Text section
Hunter Cardinal [00:40:35] That’s so exciting. And I think one thing that’s really important is when you’re engaging Indigenous in perspectives and ways of knowing being into projects like what you work on, it’s really important the timing of when you seek and implement that feedback. So you know what? Joining a project, do you engage indigenous peoples? I think that that may be a question that I’m curious to hear your thoughts on.
Eladia Smoke [00:41:03] Right at the beginning, when you’re imagining what this project might be, potentially even before funding is confirmed, municipalities need to connect with Indigenous peoples and create and strengthen those reciprocal relationships. So that decision making is shared in India in major undertakings that are occurring in our territories, which is all of Canada. So UNDRIP that I was so excited when I heard that it’s been legislated, it’s been backed up with legislation. So Canada adopted it some time ago, but it was not backed by legislation. Now it is. So that means that every project requires free, prior and informed consent for decisions affecting our ancestral territory. So that really is every project. And I hope to see incredible benefits to everyone, mainstream Canada, new Canadians, indigenous peoples as we rediscover these dynamics in our own projects. Every single project, I think, needs this richness of understanding. And it’s so easy to do because you just talk to indigenous people listening to what they say and then you implement. It’s like you following up, you know.

What you need to do
Summarize the interview excerpt on engaging Indigenous peoples in projects in two sentences. The data after the transcript is not needed.

Provided data
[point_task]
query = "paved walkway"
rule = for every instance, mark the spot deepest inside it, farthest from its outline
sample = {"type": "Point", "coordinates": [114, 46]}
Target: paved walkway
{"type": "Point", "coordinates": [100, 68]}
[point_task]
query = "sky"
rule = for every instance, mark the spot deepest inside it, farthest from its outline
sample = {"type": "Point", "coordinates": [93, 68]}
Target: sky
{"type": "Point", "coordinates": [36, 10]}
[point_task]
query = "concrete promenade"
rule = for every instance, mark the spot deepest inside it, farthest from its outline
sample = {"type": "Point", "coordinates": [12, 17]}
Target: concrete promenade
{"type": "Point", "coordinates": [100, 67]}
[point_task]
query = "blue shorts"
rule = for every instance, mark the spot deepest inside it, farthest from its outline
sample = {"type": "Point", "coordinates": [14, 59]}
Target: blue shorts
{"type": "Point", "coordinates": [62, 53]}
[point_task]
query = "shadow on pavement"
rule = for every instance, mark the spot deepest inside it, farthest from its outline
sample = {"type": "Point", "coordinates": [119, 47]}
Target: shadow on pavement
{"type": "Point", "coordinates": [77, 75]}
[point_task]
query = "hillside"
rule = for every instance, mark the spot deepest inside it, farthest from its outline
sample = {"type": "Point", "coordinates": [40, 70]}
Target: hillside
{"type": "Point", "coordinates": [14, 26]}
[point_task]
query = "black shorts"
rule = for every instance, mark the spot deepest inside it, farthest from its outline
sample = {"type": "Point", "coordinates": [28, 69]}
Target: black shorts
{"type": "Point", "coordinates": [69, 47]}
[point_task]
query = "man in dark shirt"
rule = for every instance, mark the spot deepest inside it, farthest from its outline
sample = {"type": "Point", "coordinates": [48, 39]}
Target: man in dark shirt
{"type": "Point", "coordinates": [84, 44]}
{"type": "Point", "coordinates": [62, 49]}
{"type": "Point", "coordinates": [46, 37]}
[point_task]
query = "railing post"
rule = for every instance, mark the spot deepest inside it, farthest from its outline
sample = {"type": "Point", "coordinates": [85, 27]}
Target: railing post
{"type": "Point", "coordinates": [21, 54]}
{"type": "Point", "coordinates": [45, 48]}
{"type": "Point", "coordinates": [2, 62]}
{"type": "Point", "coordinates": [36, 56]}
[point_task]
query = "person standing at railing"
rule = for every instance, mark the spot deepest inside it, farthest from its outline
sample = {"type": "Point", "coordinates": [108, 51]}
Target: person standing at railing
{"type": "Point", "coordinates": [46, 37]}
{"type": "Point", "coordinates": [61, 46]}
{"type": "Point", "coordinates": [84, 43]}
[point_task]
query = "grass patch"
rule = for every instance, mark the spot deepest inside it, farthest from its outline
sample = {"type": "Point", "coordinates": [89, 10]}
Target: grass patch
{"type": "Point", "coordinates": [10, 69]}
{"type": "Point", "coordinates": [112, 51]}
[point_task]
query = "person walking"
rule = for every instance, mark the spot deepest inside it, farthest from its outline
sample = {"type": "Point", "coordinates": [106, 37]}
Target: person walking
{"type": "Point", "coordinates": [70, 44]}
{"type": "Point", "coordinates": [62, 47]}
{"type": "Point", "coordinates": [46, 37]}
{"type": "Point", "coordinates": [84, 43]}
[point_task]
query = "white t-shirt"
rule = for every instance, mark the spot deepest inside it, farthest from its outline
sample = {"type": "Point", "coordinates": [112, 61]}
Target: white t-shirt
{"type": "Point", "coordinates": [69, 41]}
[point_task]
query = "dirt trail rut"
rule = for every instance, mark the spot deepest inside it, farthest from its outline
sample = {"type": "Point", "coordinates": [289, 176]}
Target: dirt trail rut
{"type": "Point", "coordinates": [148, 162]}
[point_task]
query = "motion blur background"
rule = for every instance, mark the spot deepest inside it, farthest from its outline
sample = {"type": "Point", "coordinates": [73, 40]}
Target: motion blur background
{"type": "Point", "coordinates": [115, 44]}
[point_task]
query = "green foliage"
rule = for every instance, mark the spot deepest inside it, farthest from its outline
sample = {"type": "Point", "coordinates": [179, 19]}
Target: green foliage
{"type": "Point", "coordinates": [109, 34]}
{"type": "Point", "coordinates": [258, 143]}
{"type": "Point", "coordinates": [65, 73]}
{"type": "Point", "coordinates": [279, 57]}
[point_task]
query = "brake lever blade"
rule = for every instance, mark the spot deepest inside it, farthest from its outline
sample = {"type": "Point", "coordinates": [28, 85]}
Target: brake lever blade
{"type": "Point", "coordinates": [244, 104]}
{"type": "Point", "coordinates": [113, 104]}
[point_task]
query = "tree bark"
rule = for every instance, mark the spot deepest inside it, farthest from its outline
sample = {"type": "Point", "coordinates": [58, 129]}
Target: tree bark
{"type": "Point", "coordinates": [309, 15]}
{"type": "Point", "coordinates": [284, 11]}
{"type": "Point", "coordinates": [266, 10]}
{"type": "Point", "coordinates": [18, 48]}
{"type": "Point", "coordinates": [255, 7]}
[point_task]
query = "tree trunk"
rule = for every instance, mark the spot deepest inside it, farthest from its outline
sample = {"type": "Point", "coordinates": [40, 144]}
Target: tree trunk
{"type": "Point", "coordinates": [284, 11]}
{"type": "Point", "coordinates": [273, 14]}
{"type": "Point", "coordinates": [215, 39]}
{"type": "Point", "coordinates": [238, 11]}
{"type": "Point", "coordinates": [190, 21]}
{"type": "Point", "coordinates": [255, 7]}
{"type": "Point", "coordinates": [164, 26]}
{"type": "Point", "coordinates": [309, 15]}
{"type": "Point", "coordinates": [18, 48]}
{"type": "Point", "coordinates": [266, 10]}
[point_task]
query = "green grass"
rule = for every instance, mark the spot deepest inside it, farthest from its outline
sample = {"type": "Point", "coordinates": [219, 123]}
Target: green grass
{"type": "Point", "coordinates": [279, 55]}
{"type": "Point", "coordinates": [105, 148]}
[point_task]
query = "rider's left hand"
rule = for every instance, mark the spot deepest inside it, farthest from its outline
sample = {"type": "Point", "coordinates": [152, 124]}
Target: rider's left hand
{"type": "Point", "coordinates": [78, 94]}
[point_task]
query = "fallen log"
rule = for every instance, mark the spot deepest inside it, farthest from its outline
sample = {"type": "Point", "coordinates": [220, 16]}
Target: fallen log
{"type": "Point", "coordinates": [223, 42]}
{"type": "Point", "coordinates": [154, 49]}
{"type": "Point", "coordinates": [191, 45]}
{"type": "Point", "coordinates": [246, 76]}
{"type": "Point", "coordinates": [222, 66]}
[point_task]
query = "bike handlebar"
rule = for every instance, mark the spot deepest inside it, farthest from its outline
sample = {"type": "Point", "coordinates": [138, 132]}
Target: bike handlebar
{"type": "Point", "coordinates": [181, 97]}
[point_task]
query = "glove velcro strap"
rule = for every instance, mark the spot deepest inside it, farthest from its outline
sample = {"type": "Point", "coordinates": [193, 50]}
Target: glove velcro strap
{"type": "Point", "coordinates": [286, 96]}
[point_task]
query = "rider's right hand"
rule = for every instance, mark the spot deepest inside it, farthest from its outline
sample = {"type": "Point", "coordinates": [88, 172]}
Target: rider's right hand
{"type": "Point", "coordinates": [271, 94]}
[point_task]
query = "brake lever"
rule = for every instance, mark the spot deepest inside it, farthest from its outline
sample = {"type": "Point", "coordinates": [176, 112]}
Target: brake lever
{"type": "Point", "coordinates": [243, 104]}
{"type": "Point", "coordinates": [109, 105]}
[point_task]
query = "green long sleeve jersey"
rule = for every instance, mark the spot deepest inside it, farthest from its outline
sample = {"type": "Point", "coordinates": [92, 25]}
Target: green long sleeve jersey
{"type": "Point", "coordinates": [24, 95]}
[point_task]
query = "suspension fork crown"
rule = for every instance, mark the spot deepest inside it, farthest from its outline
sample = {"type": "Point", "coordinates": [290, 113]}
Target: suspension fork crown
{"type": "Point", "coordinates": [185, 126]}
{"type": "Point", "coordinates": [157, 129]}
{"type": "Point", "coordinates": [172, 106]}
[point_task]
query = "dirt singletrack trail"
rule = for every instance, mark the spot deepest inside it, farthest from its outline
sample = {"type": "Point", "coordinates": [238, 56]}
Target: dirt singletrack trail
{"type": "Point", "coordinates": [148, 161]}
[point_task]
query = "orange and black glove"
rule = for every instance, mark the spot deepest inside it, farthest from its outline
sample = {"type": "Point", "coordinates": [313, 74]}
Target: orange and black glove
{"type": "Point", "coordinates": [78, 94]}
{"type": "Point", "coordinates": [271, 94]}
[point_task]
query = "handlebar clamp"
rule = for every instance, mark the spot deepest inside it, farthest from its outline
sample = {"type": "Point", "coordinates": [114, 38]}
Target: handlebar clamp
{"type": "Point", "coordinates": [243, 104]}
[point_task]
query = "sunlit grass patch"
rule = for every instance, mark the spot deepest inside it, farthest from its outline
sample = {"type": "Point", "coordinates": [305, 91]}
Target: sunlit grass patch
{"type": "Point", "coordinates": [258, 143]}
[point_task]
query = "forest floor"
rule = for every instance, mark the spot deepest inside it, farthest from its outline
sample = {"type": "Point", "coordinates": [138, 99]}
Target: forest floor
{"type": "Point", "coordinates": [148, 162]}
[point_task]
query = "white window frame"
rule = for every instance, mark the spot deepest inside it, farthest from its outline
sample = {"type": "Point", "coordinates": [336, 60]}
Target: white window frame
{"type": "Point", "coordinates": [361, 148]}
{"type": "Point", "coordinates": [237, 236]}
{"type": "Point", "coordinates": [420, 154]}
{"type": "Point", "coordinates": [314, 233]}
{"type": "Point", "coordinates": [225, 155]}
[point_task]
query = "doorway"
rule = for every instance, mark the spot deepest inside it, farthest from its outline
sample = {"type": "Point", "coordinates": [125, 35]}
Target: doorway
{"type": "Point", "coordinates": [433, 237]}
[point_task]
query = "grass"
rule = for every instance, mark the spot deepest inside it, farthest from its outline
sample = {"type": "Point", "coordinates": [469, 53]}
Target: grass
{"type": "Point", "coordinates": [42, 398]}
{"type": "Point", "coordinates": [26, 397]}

Task output
Hunter Cardinal says the timing of seeking and implementing Indigenous feedback on projects is important, and asks when Indigenous peoples should be engaged. Eladia Smoke answers that municipalities should connect with Indigenous peoples right at the beginning, potentially even before funding is confirmed, because UNDRIP is now backed by legislation and every project requires free, prior and informed consent for decisions affecting ancestral territory.